======== Passage to read

Hydrogen Electrolyzer & Fuel Cell Manufacturing calculator

Leak Test Capacity Calculator

Estimate how many stacks the leak test cell can clear in a shift, day, or week. Enter the number of stacks tested per cycle, the planned cycles in the period, expected leak tester uptime, and the share of stacks that pass the leak decay or helium check on the first attempt. The calculator returns gross capacity, good capacity, and the loss buckets.

What this calculator does

  • Estimate good-stack throughput on the leak test cell from stacks per leak-test cycle, planned cycles in the period, leak tester uptime, and leak-test pass rate at your target test pressure.
  • Use it when a test engineer or production planner needs to know whether the existing leak test bench can absorb a higher build rate, or whether a second helium or pressure-decay station is needed before the next build.
  • It returns how many stacks the leak test cell can clear in the period after downtime and rework, plus the gross-vs-good loss split.

================
======== Supplied material

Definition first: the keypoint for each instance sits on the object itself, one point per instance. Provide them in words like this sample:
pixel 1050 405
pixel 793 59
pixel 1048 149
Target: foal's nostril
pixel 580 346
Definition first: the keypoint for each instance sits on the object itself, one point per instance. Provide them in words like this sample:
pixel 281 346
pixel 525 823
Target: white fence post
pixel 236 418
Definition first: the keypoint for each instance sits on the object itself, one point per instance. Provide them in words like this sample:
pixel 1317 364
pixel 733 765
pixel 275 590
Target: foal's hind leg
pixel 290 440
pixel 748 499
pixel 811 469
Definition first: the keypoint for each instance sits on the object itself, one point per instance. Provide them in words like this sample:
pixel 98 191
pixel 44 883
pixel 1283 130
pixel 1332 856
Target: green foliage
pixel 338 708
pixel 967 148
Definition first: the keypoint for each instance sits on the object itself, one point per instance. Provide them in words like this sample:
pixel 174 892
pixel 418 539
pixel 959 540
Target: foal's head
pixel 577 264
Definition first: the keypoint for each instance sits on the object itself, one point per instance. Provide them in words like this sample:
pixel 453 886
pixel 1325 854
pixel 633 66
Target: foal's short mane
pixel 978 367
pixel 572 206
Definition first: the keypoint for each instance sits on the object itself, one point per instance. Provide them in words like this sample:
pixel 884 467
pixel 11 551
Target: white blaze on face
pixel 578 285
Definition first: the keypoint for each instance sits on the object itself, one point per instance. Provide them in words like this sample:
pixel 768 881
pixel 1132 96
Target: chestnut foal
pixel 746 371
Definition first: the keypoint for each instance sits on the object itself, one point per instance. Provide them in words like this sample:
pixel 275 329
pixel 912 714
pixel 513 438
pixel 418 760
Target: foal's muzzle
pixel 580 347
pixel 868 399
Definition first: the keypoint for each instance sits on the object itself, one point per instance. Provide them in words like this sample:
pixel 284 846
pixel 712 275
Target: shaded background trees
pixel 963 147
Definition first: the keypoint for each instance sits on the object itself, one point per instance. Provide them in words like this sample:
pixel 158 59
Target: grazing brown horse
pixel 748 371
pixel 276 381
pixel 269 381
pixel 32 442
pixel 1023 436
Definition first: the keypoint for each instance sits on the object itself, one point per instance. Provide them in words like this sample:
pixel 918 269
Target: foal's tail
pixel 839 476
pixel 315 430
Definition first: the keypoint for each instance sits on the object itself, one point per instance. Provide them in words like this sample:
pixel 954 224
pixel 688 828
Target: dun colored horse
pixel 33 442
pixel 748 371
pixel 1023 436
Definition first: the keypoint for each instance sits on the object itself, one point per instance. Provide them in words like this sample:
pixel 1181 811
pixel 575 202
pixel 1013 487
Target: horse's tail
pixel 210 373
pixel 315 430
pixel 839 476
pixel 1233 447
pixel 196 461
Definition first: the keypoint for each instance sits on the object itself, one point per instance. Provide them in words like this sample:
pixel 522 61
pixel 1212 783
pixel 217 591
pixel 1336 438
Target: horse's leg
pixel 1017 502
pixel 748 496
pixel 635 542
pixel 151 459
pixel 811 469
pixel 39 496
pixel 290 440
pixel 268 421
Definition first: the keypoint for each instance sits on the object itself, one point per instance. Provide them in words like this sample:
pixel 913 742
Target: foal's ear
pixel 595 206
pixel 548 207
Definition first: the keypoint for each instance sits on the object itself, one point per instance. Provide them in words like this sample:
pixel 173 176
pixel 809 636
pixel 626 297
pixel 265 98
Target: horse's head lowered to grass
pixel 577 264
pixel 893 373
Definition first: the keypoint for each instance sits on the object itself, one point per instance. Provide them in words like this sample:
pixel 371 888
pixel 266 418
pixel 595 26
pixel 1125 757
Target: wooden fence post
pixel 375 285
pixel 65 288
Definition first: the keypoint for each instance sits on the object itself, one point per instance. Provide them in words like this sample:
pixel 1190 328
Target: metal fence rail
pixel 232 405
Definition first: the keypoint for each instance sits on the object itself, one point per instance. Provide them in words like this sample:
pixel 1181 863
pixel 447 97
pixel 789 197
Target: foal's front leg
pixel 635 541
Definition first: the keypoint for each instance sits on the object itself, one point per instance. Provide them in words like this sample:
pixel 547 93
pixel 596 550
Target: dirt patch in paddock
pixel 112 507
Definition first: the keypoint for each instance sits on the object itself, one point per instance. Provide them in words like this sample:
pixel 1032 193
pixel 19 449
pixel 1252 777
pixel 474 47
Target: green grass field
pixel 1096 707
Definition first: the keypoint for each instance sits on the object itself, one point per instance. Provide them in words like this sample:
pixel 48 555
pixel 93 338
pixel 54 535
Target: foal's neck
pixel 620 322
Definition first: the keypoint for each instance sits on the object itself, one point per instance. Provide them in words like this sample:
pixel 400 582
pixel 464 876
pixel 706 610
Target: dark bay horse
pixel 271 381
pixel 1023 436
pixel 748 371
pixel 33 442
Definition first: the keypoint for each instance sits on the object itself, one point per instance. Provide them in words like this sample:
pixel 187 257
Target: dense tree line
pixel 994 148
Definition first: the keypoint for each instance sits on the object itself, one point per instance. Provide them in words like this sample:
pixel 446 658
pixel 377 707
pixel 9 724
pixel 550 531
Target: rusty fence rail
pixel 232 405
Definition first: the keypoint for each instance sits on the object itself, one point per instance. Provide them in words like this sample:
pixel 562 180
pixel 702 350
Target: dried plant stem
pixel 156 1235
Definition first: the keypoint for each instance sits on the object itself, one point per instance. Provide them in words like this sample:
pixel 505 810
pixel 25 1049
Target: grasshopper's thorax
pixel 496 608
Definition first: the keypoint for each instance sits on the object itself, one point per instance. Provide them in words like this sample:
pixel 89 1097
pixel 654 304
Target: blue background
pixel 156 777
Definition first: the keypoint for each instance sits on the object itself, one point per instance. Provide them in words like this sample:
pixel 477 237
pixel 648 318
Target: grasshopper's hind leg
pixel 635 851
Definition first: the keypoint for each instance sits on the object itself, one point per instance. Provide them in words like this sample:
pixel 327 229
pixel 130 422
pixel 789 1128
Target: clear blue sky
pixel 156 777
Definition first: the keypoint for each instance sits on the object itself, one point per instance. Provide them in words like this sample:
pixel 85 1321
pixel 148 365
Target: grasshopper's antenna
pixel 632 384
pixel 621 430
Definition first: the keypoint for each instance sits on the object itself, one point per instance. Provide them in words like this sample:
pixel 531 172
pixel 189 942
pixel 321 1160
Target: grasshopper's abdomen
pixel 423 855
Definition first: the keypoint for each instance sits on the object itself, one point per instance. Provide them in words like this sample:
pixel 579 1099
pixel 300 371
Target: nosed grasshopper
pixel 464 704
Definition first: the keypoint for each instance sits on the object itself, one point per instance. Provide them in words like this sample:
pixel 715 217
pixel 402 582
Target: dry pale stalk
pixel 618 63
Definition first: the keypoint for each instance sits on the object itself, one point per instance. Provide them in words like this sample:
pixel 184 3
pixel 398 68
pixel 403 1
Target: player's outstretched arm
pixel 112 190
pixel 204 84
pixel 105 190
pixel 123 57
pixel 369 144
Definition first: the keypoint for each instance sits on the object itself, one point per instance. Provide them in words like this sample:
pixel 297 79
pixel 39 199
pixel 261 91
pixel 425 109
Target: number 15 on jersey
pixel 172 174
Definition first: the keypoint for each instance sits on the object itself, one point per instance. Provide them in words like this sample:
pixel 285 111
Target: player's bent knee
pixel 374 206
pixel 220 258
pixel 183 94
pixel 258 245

================

* **Tasks to perform**
A – Repeat the leak test calculator text word for word from "Hydrogen Electrolyzer &" to "the next build.".
B – Pick up the leak test calculator text after its last line and keep writing it.
The records are not needed for anything here.

* **Replies**
A –
Hydrogen Electrolyzer & Fuel Cell Manufacturing calculator

Leak Test Capacity Calculator

Estimate how many stacks the leak test cell can clear in a shift, day, or week. Enter the number of stacks tested per cycle, the planned cycles in the period, expected leak tester uptime, and the share of stacks that pass the leak decay or helium check on the first attempt. The calculator returns gross capacity, good capacity, and the loss buckets.

What this calculator does

  • Estimate good-stack throughput on the leak test cell from stacks per leak-test cycle, planned cycles in the period, leak tester uptime, and leak-test pass rate at your target test pressure.
  • Use it when a test engineer or production planner needs to know whether the existing leak test bench can absorb a higher build rate, or whether a second helium or pressure-decay station is needed before the next build.

B –
Formula used

  • Gross leak test capacity = stacks per cycle × planned cycles
  • Good leak test capacity = gross capacity × leak tester uptime × first-pass rate

Inputs explained

  • Stacks per leak test cycle: Use the number of stacks fixtured per leak test cycle (typical 1 to 2 for a manual bench, up to 4 for a multi-port automated cell).
  • Planned leak test cycles in the period: Use planned cycles from the test schedule for the same shift, day, or week.
  • Leak tester uptime: Use measured leak tester uptime from station downtime logs, including pump downtime, calibration, and chamber maintenance.
  • Leak test first-pass rate at the target test pressure: Use the share of stacks that meet the pressure-decay or helium leak threshold (for example below 5 sccm at 30 barg) on the first attempt.

How to use the result

  • Use it before approving a build-rate increase, before signing off on adding a second leak test bench, or when reviewing whether a slow leak (drift) failure pattern is eating capacity.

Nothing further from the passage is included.